> _DATA FOR THIS TASK_

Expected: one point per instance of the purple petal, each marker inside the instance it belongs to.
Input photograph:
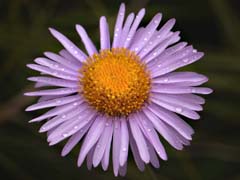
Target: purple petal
(172, 89)
(134, 27)
(148, 32)
(66, 62)
(126, 29)
(116, 146)
(54, 81)
(175, 108)
(118, 26)
(173, 120)
(104, 34)
(162, 128)
(60, 91)
(139, 139)
(90, 47)
(55, 102)
(72, 48)
(124, 142)
(74, 139)
(51, 72)
(55, 66)
(102, 143)
(91, 138)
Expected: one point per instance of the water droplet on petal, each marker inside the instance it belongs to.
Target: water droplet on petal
(178, 109)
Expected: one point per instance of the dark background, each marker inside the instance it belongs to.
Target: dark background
(213, 26)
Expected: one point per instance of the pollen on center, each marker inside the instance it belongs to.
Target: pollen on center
(115, 82)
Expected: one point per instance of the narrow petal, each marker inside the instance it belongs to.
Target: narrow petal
(72, 48)
(91, 138)
(74, 139)
(60, 91)
(59, 110)
(102, 143)
(55, 65)
(104, 34)
(124, 142)
(173, 120)
(116, 146)
(134, 27)
(90, 47)
(126, 29)
(162, 129)
(174, 108)
(139, 162)
(172, 89)
(61, 60)
(175, 65)
(150, 133)
(55, 102)
(138, 137)
(118, 26)
(158, 38)
(54, 81)
(52, 72)
(150, 29)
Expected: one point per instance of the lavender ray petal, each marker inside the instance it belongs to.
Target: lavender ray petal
(66, 62)
(177, 109)
(172, 89)
(104, 34)
(134, 27)
(70, 127)
(55, 66)
(63, 117)
(102, 143)
(90, 158)
(152, 136)
(149, 30)
(55, 102)
(51, 72)
(69, 57)
(126, 29)
(54, 81)
(118, 26)
(173, 120)
(161, 47)
(74, 139)
(175, 65)
(139, 162)
(123, 170)
(124, 142)
(72, 48)
(57, 111)
(91, 138)
(116, 146)
(105, 159)
(159, 37)
(178, 100)
(162, 129)
(49, 92)
(153, 156)
(139, 139)
(90, 47)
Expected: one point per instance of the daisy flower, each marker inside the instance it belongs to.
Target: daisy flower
(122, 97)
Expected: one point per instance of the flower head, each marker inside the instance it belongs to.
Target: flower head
(119, 98)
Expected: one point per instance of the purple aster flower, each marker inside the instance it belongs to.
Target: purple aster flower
(120, 98)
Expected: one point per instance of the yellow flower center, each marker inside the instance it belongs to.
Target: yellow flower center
(115, 82)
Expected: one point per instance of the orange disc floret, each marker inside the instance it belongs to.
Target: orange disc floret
(115, 82)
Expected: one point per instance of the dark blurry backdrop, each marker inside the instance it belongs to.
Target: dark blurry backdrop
(212, 26)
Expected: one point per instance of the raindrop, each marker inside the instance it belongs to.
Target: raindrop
(178, 109)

> _WHAT TO PRODUCE_
Present every one of the lines above as a JSON list of strings, one string per line, with blank lines omitted. Leave the pictures out of the answer.

> _CORRECT RESULT_
[
  "Expected: one point per instance of the purple petal, each marker inside the instance it belongs to.",
  "Input photograph:",
  "Target: purple petal",
  "(172, 89)",
  "(134, 27)",
  "(148, 32)",
  "(66, 62)",
  "(126, 29)",
  "(116, 146)",
  "(54, 81)",
  "(175, 108)",
  "(118, 26)",
  "(173, 120)",
  "(104, 34)",
  "(162, 128)",
  "(60, 91)",
  "(139, 139)",
  "(90, 47)",
  "(55, 102)",
  "(72, 48)",
  "(124, 142)",
  "(74, 139)",
  "(51, 72)",
  "(55, 66)",
  "(102, 143)",
  "(91, 138)",
  "Expected: one point per instance of the water droplet on petal, each marker inside the instance it belongs to.",
  "Target: water droplet on petal",
  "(178, 109)",
  "Expected: one point per instance of the dark background, each marker inside the instance it belongs to.",
  "Target: dark background",
  "(213, 26)",
  "Expected: one point per instance of the pollen on center, each marker inside the instance it belongs to.",
  "Target: pollen on center",
  "(115, 82)",
  "Expected: one point per instance of the narrow petal, each marker inside the instance it belongs to.",
  "Target: narrow petal",
  "(72, 48)",
  "(91, 138)",
  "(74, 139)",
  "(60, 91)",
  "(59, 110)",
  "(102, 143)",
  "(55, 65)",
  "(104, 34)",
  "(124, 142)",
  "(173, 120)",
  "(116, 146)",
  "(134, 27)",
  "(90, 47)",
  "(126, 29)",
  "(162, 129)",
  "(174, 108)",
  "(139, 162)",
  "(172, 89)",
  "(61, 60)",
  "(175, 65)",
  "(150, 133)",
  "(55, 102)",
  "(138, 137)",
  "(118, 26)",
  "(158, 38)",
  "(54, 81)",
  "(52, 72)",
  "(150, 29)",
  "Expected: one point per instance of the lavender ray petal, each marker inside the instance it belongs to.",
  "Target: lavender ray petal",
  "(66, 62)",
  "(177, 109)",
  "(172, 89)",
  "(104, 34)",
  "(134, 27)",
  "(70, 127)",
  "(55, 66)",
  "(63, 117)",
  "(102, 143)",
  "(90, 158)",
  "(152, 136)",
  "(149, 30)",
  "(55, 102)",
  "(51, 72)",
  "(69, 57)",
  "(126, 29)",
  "(54, 81)",
  "(118, 26)",
  "(173, 120)",
  "(161, 47)",
  "(74, 139)",
  "(175, 65)",
  "(139, 162)",
  "(123, 170)",
  "(124, 142)",
  "(72, 48)",
  "(57, 111)",
  "(91, 138)",
  "(116, 146)",
  "(105, 159)",
  "(159, 37)",
  "(178, 100)",
  "(162, 129)",
  "(49, 92)",
  "(153, 156)",
  "(139, 139)",
  "(90, 47)",
  "Expected: one point per instance of the daisy flower, each marker inside the instance it belongs to.",
  "Target: daisy flower",
  "(122, 97)",
  "Expected: one point per instance of the flower head, each marker inside the instance it belongs to.",
  "Target: flower head",
  "(119, 98)",
  "Expected: one point per instance of the purple aster flower, each marker inside the instance it belongs to.",
  "Target: purple aster flower",
  "(120, 98)",
  "Expected: one point per instance of the yellow flower center, each marker inside the instance it belongs to.",
  "Target: yellow flower center",
  "(115, 82)",
  "Expected: one point per instance of the orange disc floret, each marker inside the instance it belongs to.",
  "Target: orange disc floret",
  "(115, 82)",
  "Expected: one point per instance of the dark blurry backdrop, each marker inside the instance it belongs to.",
  "Target: dark blurry backdrop",
  "(212, 26)",
  "Expected: one point per instance of the raindrop, each marker inside the instance it belongs to.",
  "Target: raindrop",
  "(178, 109)"
]